__AVAILABLE RECORDS__.
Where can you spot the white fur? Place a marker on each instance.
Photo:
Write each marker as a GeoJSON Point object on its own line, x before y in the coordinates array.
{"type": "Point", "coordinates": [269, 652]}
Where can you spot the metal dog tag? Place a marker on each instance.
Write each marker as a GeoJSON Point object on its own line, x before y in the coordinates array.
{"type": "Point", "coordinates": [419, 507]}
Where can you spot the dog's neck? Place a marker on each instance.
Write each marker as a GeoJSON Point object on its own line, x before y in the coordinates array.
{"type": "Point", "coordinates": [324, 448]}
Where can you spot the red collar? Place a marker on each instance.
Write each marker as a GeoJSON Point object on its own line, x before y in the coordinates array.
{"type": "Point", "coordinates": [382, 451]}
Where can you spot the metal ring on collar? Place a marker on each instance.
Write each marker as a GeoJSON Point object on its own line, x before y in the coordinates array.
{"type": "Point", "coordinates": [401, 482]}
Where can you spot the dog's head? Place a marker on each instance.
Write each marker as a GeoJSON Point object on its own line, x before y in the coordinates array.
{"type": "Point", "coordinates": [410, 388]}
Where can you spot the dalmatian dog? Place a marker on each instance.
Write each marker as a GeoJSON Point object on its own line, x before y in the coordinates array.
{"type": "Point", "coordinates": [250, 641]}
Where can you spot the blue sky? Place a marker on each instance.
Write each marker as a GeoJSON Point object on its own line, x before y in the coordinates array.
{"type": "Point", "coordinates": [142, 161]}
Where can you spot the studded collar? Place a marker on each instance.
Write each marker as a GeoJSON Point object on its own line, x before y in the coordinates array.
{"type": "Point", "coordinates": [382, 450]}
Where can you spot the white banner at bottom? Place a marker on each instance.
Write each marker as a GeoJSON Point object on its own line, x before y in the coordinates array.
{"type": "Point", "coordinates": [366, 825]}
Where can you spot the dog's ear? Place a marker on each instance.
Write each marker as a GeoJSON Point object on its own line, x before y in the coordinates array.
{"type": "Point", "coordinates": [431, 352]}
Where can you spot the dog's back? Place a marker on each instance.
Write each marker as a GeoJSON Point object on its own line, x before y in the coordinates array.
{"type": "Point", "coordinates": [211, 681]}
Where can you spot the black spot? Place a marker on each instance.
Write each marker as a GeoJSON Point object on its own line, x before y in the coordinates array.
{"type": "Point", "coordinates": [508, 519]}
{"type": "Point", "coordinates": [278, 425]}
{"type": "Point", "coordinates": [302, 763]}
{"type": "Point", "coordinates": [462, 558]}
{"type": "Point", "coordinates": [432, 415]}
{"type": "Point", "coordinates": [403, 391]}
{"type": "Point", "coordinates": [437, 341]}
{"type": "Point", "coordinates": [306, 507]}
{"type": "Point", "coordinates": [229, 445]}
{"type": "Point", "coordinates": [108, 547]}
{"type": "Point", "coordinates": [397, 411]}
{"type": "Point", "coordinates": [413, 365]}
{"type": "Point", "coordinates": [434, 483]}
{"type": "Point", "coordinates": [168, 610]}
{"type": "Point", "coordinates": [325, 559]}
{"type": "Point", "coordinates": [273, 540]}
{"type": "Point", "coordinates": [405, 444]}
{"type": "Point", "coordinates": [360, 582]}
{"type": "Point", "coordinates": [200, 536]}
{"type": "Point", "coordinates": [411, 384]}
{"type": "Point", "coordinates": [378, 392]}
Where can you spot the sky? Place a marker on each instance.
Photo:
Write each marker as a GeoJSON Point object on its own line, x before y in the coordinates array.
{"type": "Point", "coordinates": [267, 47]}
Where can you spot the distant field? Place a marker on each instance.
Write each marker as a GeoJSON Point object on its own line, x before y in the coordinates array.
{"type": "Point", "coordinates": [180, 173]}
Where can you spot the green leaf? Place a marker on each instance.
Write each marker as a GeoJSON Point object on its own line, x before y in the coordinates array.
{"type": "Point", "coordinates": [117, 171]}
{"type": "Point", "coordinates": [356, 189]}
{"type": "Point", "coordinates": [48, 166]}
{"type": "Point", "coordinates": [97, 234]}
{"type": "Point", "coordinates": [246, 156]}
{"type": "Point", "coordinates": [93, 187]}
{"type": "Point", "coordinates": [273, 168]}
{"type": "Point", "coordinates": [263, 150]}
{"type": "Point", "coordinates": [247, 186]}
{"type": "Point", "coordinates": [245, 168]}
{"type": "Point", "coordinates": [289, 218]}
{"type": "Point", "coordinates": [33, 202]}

__DIRECTIONS__. The answer must be the data above, repeated exactly as it stands.

__SOLUTION__.
Where can you spot the white fur? Place a marker on each instance.
Photo:
Write each marker as a GeoJSON Point object on its own line, x before y in the coordinates array.
{"type": "Point", "coordinates": [269, 652]}
Where can you spot the metal dog tag? Place a marker on each instance.
Write each marker as a GeoJSON Point object on its own line, x before y in the coordinates array.
{"type": "Point", "coordinates": [419, 507]}
Where can you spot the dog's neck? Place a marker on each instance.
Write each marker as a GeoJSON Point object on its own line, x before y in the coordinates array.
{"type": "Point", "coordinates": [324, 448]}
Where can you spot the red collar? Place a marker on each instance.
Write each marker as a GeoJSON Point object on its own line, x before y in the coordinates array.
{"type": "Point", "coordinates": [382, 451]}
Where can you spot the metal ring on collar? Place a marker on each instance.
Write each marker as a GeoJSON Point object on its own line, x before y in the coordinates array.
{"type": "Point", "coordinates": [401, 482]}
Where can you spot the dog's head? Place a marker on each instance.
Write each marker as a GeoJSON Point object on its own line, x before y in the coordinates array.
{"type": "Point", "coordinates": [410, 388]}
Where can you spot the dalmatian dog? Place a marker on each instance.
Write each marker as a GeoJSON Point object on its own line, x before y in the coordinates array.
{"type": "Point", "coordinates": [250, 641]}
Where can you spot the blue sky? Place a marker on each instance.
Write each marker as a GeoJSON Point object on its own line, x before y in the coordinates array.
{"type": "Point", "coordinates": [142, 161]}
Where can you spot the studded collar? Place a marker on each instance.
Write each marker as a GeoJSON Point object on its own line, x before y in the coordinates array.
{"type": "Point", "coordinates": [382, 450]}
Where can you spot the white banner at bottom? Place a marker on each instance.
Write each marker as a GeoJSON Point object on its own line, x before y in the coordinates array.
{"type": "Point", "coordinates": [366, 825]}
Where can you spot the dog's ear? Place a marker on each instance.
Write each marker as a GeoJSON Point object on its own line, x before y in the coordinates array.
{"type": "Point", "coordinates": [431, 352]}
Where can you spot the dog's back? Place a marker on each instance.
Write each marker as a GeoJSON Point object on its own line, x before y in the coordinates array.
{"type": "Point", "coordinates": [211, 681]}
Where can you spot the black spot? Place a marker on each instance.
Write each marker as a GeoJSON Point object on its own line, x before y in the coordinates array.
{"type": "Point", "coordinates": [508, 519]}
{"type": "Point", "coordinates": [278, 425]}
{"type": "Point", "coordinates": [302, 763]}
{"type": "Point", "coordinates": [462, 558]}
{"type": "Point", "coordinates": [432, 415]}
{"type": "Point", "coordinates": [403, 391]}
{"type": "Point", "coordinates": [437, 341]}
{"type": "Point", "coordinates": [306, 507]}
{"type": "Point", "coordinates": [229, 445]}
{"type": "Point", "coordinates": [108, 547]}
{"type": "Point", "coordinates": [397, 411]}
{"type": "Point", "coordinates": [413, 365]}
{"type": "Point", "coordinates": [434, 483]}
{"type": "Point", "coordinates": [168, 610]}
{"type": "Point", "coordinates": [325, 559]}
{"type": "Point", "coordinates": [273, 540]}
{"type": "Point", "coordinates": [405, 444]}
{"type": "Point", "coordinates": [360, 582]}
{"type": "Point", "coordinates": [200, 536]}
{"type": "Point", "coordinates": [411, 384]}
{"type": "Point", "coordinates": [378, 392]}
Where can you spot the sky? Place a marker on each instance.
Photo:
Write each marker as a GeoJSON Point object on its own line, x before y in the coordinates array.
{"type": "Point", "coordinates": [267, 47]}
Where can you spot the distant field? Place a marker on each instance.
Write each marker as a GeoJSON Point object on its own line, x before y in the coordinates array.
{"type": "Point", "coordinates": [180, 173]}
Where can you spot the green leaf? Place a marker on each instance.
Write each marker as a GeoJSON Point object on its own line, x before y in the coordinates array.
{"type": "Point", "coordinates": [117, 171]}
{"type": "Point", "coordinates": [356, 189]}
{"type": "Point", "coordinates": [48, 166]}
{"type": "Point", "coordinates": [97, 234]}
{"type": "Point", "coordinates": [246, 156]}
{"type": "Point", "coordinates": [93, 187]}
{"type": "Point", "coordinates": [273, 168]}
{"type": "Point", "coordinates": [263, 150]}
{"type": "Point", "coordinates": [247, 186]}
{"type": "Point", "coordinates": [245, 168]}
{"type": "Point", "coordinates": [289, 218]}
{"type": "Point", "coordinates": [33, 202]}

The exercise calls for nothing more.